- **REQUIRED TASK**: Write out the part of the data below that opens with the line containing "of the rocky" and runs through the end of the data as a JSON list of strings. Use one string per line and leave out blank lines.

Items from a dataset
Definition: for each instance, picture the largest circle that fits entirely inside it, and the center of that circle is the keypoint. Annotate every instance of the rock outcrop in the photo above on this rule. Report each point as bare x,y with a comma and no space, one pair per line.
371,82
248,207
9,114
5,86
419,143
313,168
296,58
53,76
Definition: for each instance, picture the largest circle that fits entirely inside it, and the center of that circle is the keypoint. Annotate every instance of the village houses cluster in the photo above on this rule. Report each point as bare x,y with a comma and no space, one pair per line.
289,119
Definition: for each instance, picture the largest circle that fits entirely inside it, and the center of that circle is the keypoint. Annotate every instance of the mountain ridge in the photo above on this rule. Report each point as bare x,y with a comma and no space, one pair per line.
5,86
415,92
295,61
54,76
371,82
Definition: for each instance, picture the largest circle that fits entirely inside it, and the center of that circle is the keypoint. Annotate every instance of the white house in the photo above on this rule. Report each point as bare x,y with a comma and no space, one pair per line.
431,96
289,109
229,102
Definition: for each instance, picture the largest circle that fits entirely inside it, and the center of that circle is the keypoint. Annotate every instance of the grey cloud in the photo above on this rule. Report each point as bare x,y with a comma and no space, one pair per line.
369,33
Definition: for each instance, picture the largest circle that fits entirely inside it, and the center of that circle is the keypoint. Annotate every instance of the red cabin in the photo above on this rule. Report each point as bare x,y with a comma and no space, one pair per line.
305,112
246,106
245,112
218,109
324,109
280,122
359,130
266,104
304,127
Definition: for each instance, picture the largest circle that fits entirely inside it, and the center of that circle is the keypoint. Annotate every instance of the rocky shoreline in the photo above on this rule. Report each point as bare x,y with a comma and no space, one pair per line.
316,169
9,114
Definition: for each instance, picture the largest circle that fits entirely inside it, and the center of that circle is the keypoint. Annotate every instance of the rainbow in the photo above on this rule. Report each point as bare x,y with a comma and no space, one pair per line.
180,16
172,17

- **RESPONSE**:
[
  "Definition: for each instance, picture the largest circle that fits entirely inside it, and the center of that circle is the keypoint. Annotate every instance of the rocky shoreline in the photo above on this rule. Report each point as bare x,y with a comma and no space, one pair per line.",
  "316,169",
  "9,114",
  "Definition: for each instance, picture the largest circle that fits entirely inside it, and the center of that circle is the keypoint. Annotate every instance of the rainbow in the photo above on this rule. Report each point as bare x,y with a comma and no space, one pair per line.",
  "180,16",
  "172,17"
]